WORK ORDER
Take the line containing "Query: train cab window" and all lines after it to the end of the records, and output them exactly.

Image-grounded pointing data:
Content starts
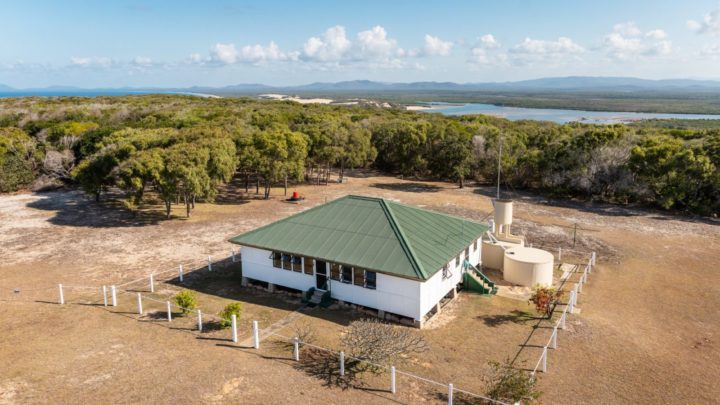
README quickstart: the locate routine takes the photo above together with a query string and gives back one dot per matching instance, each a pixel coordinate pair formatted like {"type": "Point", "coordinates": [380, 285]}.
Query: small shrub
{"type": "Point", "coordinates": [508, 384]}
{"type": "Point", "coordinates": [226, 314]}
{"type": "Point", "coordinates": [186, 300]}
{"type": "Point", "coordinates": [543, 297]}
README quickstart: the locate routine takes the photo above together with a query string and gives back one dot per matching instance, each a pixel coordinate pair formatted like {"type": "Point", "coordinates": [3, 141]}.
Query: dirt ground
{"type": "Point", "coordinates": [647, 331]}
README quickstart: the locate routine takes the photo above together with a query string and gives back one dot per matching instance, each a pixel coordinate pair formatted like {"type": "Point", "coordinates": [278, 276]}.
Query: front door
{"type": "Point", "coordinates": [320, 275]}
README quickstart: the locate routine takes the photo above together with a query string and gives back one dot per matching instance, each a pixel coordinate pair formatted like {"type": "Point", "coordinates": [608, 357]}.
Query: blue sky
{"type": "Point", "coordinates": [216, 43]}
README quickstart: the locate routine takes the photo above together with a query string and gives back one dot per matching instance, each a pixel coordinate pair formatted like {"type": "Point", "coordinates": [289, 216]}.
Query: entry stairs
{"type": "Point", "coordinates": [475, 280]}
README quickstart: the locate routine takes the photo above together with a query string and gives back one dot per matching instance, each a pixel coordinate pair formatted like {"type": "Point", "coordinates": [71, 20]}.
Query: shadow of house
{"type": "Point", "coordinates": [414, 187]}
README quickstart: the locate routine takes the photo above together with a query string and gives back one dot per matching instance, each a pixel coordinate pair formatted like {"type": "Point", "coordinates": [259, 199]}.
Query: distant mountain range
{"type": "Point", "coordinates": [561, 84]}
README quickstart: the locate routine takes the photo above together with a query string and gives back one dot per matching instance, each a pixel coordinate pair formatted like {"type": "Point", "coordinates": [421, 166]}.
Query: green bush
{"type": "Point", "coordinates": [234, 308]}
{"type": "Point", "coordinates": [186, 300]}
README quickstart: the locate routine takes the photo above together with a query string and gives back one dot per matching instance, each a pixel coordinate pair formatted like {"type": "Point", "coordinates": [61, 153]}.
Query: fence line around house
{"type": "Point", "coordinates": [570, 306]}
{"type": "Point", "coordinates": [114, 291]}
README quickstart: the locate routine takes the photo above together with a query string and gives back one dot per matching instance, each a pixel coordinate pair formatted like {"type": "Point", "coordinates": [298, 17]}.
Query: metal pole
{"type": "Point", "coordinates": [296, 348]}
{"type": "Point", "coordinates": [392, 379]}
{"type": "Point", "coordinates": [342, 364]}
{"type": "Point", "coordinates": [256, 336]}
{"type": "Point", "coordinates": [113, 295]}
{"type": "Point", "coordinates": [233, 318]}
{"type": "Point", "coordinates": [499, 161]}
{"type": "Point", "coordinates": [140, 311]}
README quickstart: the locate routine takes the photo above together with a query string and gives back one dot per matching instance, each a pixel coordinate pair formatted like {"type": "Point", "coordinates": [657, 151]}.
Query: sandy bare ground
{"type": "Point", "coordinates": [647, 333]}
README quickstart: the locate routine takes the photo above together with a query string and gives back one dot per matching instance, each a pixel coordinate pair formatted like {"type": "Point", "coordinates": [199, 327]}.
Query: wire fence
{"type": "Point", "coordinates": [568, 307]}
{"type": "Point", "coordinates": [108, 296]}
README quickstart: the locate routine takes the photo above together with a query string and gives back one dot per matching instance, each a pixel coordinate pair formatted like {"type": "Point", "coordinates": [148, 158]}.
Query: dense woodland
{"type": "Point", "coordinates": [182, 148]}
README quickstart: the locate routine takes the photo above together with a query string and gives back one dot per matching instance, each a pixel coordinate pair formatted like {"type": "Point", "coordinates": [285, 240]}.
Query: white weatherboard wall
{"type": "Point", "coordinates": [393, 294]}
{"type": "Point", "coordinates": [397, 295]}
{"type": "Point", "coordinates": [435, 288]}
{"type": "Point", "coordinates": [257, 265]}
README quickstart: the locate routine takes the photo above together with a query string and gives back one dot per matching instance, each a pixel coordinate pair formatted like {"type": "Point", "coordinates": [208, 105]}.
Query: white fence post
{"type": "Point", "coordinates": [256, 335]}
{"type": "Point", "coordinates": [113, 295]}
{"type": "Point", "coordinates": [140, 311]}
{"type": "Point", "coordinates": [296, 348]}
{"type": "Point", "coordinates": [342, 363]}
{"type": "Point", "coordinates": [233, 319]}
{"type": "Point", "coordinates": [392, 379]}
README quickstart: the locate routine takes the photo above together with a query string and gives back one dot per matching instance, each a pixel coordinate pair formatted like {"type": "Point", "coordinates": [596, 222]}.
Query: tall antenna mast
{"type": "Point", "coordinates": [499, 160]}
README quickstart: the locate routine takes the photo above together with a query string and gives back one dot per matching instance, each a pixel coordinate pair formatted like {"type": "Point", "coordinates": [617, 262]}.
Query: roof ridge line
{"type": "Point", "coordinates": [253, 231]}
{"type": "Point", "coordinates": [436, 212]}
{"type": "Point", "coordinates": [403, 240]}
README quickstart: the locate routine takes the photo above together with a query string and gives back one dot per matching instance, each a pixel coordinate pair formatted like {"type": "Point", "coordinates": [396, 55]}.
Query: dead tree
{"type": "Point", "coordinates": [379, 343]}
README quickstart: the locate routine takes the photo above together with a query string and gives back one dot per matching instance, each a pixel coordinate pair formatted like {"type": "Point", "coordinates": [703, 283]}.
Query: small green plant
{"type": "Point", "coordinates": [186, 300]}
{"type": "Point", "coordinates": [543, 298]}
{"type": "Point", "coordinates": [227, 313]}
{"type": "Point", "coordinates": [509, 384]}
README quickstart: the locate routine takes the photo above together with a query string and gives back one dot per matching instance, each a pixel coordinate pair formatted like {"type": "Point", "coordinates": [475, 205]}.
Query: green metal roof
{"type": "Point", "coordinates": [371, 233]}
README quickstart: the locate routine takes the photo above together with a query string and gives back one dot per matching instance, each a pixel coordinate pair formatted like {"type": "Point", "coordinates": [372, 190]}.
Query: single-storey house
{"type": "Point", "coordinates": [372, 252]}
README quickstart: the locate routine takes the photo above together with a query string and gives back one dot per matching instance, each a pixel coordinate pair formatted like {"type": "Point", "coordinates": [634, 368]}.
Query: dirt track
{"type": "Point", "coordinates": [648, 331]}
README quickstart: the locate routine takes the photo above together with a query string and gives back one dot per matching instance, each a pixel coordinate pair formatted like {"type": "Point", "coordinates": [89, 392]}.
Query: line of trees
{"type": "Point", "coordinates": [182, 148]}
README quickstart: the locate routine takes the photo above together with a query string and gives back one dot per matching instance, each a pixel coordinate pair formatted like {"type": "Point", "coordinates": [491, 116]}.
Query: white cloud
{"type": "Point", "coordinates": [710, 24]}
{"type": "Point", "coordinates": [480, 54]}
{"type": "Point", "coordinates": [375, 44]}
{"type": "Point", "coordinates": [656, 34]}
{"type": "Point", "coordinates": [628, 42]}
{"type": "Point", "coordinates": [332, 46]}
{"type": "Point", "coordinates": [259, 53]}
{"type": "Point", "coordinates": [142, 61]}
{"type": "Point", "coordinates": [92, 61]}
{"type": "Point", "coordinates": [711, 51]}
{"type": "Point", "coordinates": [436, 46]}
{"type": "Point", "coordinates": [224, 54]}
{"type": "Point", "coordinates": [488, 41]}
{"type": "Point", "coordinates": [563, 45]}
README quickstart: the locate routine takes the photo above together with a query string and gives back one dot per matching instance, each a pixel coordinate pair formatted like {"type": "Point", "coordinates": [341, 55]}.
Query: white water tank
{"type": "Point", "coordinates": [528, 267]}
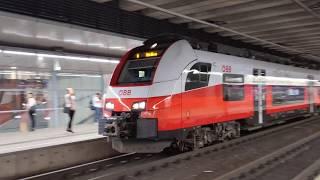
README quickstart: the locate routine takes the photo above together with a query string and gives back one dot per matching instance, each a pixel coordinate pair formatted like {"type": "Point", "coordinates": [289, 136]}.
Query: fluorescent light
{"type": "Point", "coordinates": [76, 58]}
{"type": "Point", "coordinates": [79, 75]}
{"type": "Point", "coordinates": [117, 47]}
{"type": "Point", "coordinates": [19, 53]}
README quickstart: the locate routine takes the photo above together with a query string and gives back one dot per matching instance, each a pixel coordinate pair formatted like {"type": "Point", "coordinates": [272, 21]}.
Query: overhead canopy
{"type": "Point", "coordinates": [290, 26]}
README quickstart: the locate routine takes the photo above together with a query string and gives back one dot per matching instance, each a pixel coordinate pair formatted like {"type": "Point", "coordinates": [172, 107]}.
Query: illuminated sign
{"type": "Point", "coordinates": [151, 54]}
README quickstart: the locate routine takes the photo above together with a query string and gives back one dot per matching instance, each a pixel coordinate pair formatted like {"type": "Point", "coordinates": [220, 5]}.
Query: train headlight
{"type": "Point", "coordinates": [139, 105]}
{"type": "Point", "coordinates": [109, 106]}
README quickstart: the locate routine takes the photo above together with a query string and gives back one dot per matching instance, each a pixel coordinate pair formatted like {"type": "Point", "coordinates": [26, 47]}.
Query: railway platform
{"type": "Point", "coordinates": [26, 153]}
{"type": "Point", "coordinates": [21, 141]}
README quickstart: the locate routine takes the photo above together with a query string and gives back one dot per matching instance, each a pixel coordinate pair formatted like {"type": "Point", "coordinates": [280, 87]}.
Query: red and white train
{"type": "Point", "coordinates": [165, 93]}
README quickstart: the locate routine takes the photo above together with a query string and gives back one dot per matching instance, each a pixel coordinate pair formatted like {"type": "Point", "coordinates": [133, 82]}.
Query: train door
{"type": "Point", "coordinates": [311, 95]}
{"type": "Point", "coordinates": [194, 96]}
{"type": "Point", "coordinates": [259, 96]}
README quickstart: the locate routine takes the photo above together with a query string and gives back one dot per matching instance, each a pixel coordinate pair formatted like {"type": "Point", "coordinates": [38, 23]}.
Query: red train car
{"type": "Point", "coordinates": [166, 93]}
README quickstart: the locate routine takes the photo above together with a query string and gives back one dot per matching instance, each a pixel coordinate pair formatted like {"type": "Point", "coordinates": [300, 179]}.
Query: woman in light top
{"type": "Point", "coordinates": [70, 104]}
{"type": "Point", "coordinates": [31, 107]}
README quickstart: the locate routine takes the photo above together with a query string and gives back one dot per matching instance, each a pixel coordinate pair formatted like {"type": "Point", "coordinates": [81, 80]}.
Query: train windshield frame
{"type": "Point", "coordinates": [138, 71]}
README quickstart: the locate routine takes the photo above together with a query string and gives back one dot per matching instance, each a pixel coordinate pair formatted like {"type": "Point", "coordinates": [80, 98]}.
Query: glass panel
{"type": "Point", "coordinates": [136, 71]}
{"type": "Point", "coordinates": [282, 95]}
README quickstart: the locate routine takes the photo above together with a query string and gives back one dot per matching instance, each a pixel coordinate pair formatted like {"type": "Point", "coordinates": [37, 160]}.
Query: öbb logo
{"type": "Point", "coordinates": [125, 92]}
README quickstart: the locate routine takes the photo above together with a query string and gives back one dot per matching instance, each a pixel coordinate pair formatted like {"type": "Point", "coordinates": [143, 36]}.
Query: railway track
{"type": "Point", "coordinates": [100, 165]}
{"type": "Point", "coordinates": [194, 165]}
{"type": "Point", "coordinates": [219, 160]}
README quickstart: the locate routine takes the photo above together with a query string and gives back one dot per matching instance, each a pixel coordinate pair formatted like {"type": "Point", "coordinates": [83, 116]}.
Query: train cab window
{"type": "Point", "coordinates": [233, 88]}
{"type": "Point", "coordinates": [138, 71]}
{"type": "Point", "coordinates": [282, 95]}
{"type": "Point", "coordinates": [198, 76]}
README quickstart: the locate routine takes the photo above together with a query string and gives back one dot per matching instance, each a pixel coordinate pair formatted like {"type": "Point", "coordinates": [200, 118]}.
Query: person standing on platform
{"type": "Point", "coordinates": [70, 106]}
{"type": "Point", "coordinates": [31, 107]}
{"type": "Point", "coordinates": [97, 104]}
Content ends
OUTPUT OF THE TASK
Query: train cab window
{"type": "Point", "coordinates": [233, 88]}
{"type": "Point", "coordinates": [138, 71]}
{"type": "Point", "coordinates": [282, 95]}
{"type": "Point", "coordinates": [198, 76]}
README quickstart: the locate routine takes the photo above together with a query string and gives back one dot per matching instance, each a pixel coordinate pair formatted like {"type": "Point", "coordinates": [200, 118]}.
Query: person standing on platform
{"type": "Point", "coordinates": [70, 106]}
{"type": "Point", "coordinates": [31, 107]}
{"type": "Point", "coordinates": [97, 104]}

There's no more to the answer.